Group of students in front of a large branded Corp photo background
More than 30 students from across The Corp’s leadership teams and volunteers from within the Corp served on The Corp 50 Committee to plan the celebration over the past year. Here members of the committee celebrate at the SAAM.

The weekend activities were complemented by a week of programming leading up to the reunion. The Corp hosted an open mic night and partnered with their vendors to hand out free Coca Cola, Compass coffee, Yerba Mate and Liquid Death Mountain Water to students throughout the week.

“We wanted to celebrate The Corp not only with our alumni but also the student community,” says Adam Shaham (SFS’22), The Corp’s advancement chair responsible for alumni relations and many of the celebration’s logistics. “The Corp’s mission is ‘students serving students.’ The whole reason it was formed was to better serve the Georgetown community, so it was really important to us that we got to give back to Georgetown.”

Alumni Connections

Reconnecting with alumni was a key goal for the weekend, though alumni engagement is embedded into The Corp’s management through the Alumni Advisory Committee (AAC).

“The board’s conversations with the AAC on topics ranging from reopening to DEI and business expansion have been crucial for many of our decisions over the past year,” says Thomas.

Young man in a gray sweater with red shirt underneath at a desk
Bennie Smith (C’86) received the Heart of The Corp Award for his embodiment of The Corp and Georgetown’s values. Ann Beth Stebbins (C’86, L‘91) received the President’s Award, which is awarded to Corp alumni who provide exceptional professional, financial or experiential support to Corp leadership.

Corp alumni also serve as a network for current employees looking to make professional and personal connections. As part of the anniversary celebration, The Corp hosted an industry panel for students interested in careers in law — the most recent in a series of events intended to help current Georgetown students connect with recent graduates for tips to start their careers.

Activities:
A) Answer these questions using the passage on The Corp's anniversary:
(i) How many students served on The Corp 50 Committee?
(ii) Which award did Bennie Smith receive?
(iii) Which field of careers was the industry panel for?
B) Repeat a part of the passage on The Corp's anniversary word for word, starting at "Reconnecting with alumni" and stopping after "Advisory Committee (AAC).".
These records have no connection to the passage on The Corp's anniversary.

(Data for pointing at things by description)
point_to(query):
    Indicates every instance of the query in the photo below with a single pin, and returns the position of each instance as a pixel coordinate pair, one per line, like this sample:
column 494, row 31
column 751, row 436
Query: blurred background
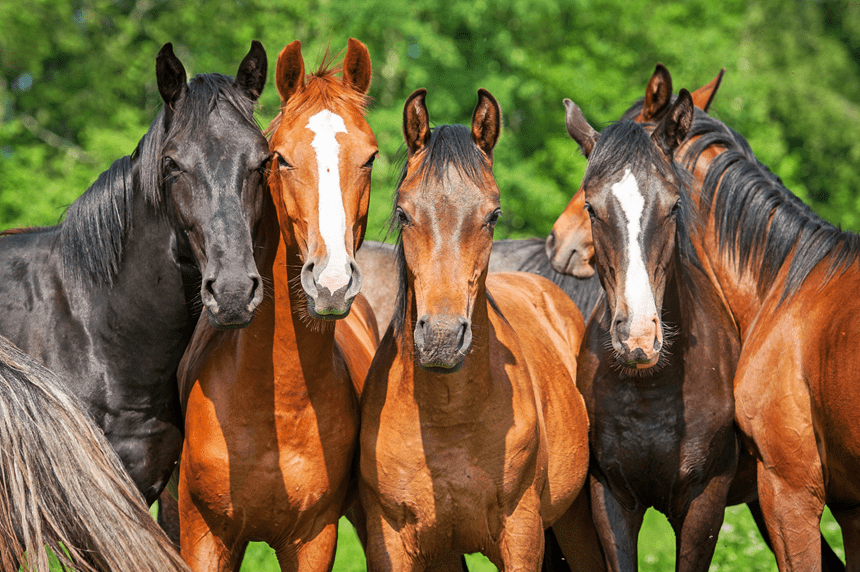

Answers to each task:
A)
(i) More than 30
(ii) The Heart of The Corp Award
(iii) Law

B)
Reconnecting with alumni was a key goal for the weekend, though alumni engagement is embedded into The Corp’s management through the Alumni Advisory Committee (AAC).